◆ **Text segment**:
┌────────

The biggest lie we’ve been told is that we have to choose between quantity and quality. Quantity and quality are not always tradeoffs. In fact, quantity can actually support mastery and quality. If we look through history, it’s not a coincidence that some of the most prominent artists are immensely prolific:

Dean Keith Simonton has written about the relationship between quantity and quality at a master’s level, concluding, “Quality is a probabilistic function of quantity.” Even masters enlisted the support of quantity to shoot at the moving target of quality.

More importantly, not everything these masters created were great. The only reason they even became recognized as “masters” might be due to one or two breakthroughs. We could look at Thomas Edison, known for the first practical and inexpensive incandescent lightbulb. We forget the more than 1,500 patents he applied for (he successfully acquired 1,000 of them), with major failures like the concrete houses.

Quantity is far from a guarantee, and certainly isn’t the only strategy to create something that people want. But, it’s the most reliable one. Here are three reasons why:

Quantity provides structure

A week before I wrote this, TK tag Austin Kleon wrote a blog post about quantity leading to quality. He writes, “The frequency of my work — showing up at regular intervals, without worrying about results — has actually lead to better results.” Similarly, TK tag Ryan Holiday wrote, “Quantity increases quality,” encouraging readers to use quantity to commit to the workload necessary to master their craft.  

TK tag Lindsay Jean Thomson, facilitator of The 100 Day Project, wrote a similar idea, “If you want quality, start with quantity.” Even during this phase of early work, the results are real—there are 1.7 million posts with #The100DayProject on Instagram, each one documenting the progression of a person making something every day. Alex Kallaway and #100DaysofCode is another great example.

When you focus on quantity, you create, release, promote, intake feedback, and improve. Quantity works. Practice works. Consistency works.

Quantity provides motivation

Creative blocks happen when expectations of results get too high for one project to achieve. It feels like your back is against the wall; “This has to work, or I’m giving up.” Derek Sivers describes this as the failure mindset

Quantity keeps you creating and releasing new work—which encourages you to keep going. The expectations for each one may be high, but tempered by the fact that you know there’s another opportunity coming right along tomorrow or the day after. Instead of putting all your energy and hopes into a single attempt, you split it into many.

└────────

◆ **Records from a point labeling set**:

┌────────

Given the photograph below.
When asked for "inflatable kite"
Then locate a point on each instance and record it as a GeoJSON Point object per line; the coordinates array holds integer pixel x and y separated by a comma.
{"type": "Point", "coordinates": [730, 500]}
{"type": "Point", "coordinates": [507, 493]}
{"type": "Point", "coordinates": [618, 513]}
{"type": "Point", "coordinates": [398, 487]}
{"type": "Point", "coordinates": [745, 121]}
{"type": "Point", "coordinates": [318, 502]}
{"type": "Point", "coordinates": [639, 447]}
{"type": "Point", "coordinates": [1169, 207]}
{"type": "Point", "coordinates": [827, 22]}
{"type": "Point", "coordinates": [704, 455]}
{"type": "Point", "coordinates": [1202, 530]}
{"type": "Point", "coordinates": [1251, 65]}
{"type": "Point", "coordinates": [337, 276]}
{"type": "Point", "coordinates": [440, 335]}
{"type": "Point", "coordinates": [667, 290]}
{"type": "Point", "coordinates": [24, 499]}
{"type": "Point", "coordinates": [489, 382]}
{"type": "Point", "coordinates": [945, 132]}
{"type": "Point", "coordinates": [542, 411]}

└────────

◆ **Set tasks**:
1 – Answer these questions from the essay on quantity and quality:
(a) How many patents did Thomas Edison apply for?
(b) How many Instagram posts carry #The100DayProject?
(c) What conclusion does Dean Keith Simonton reach about quantity and quality?
2 – Does each statement agree with the essay on quantity and quality? Answer yes or no and quote the deciding words.
(a) Edison acquired every patent he applied for.
(b) Quantity guarantees creating something people want.
(c) Lindsay Jean Thomson facilitates The 100 Day Project.

◆ **Results in order**:
1 –
(a) More than 1,500
(b) 1.7 million
(c) "Quality is a probabilistic function of quantity."

2 –
(a) No: "We forget the more than 1,500 patents he applied for (he successfully acquired 1,000 of them)"
(b) No: "Quantity is far from a guarantee"
(c) Yes: "Lindsay Jean Thomson, facilitator of The 100 Day Project"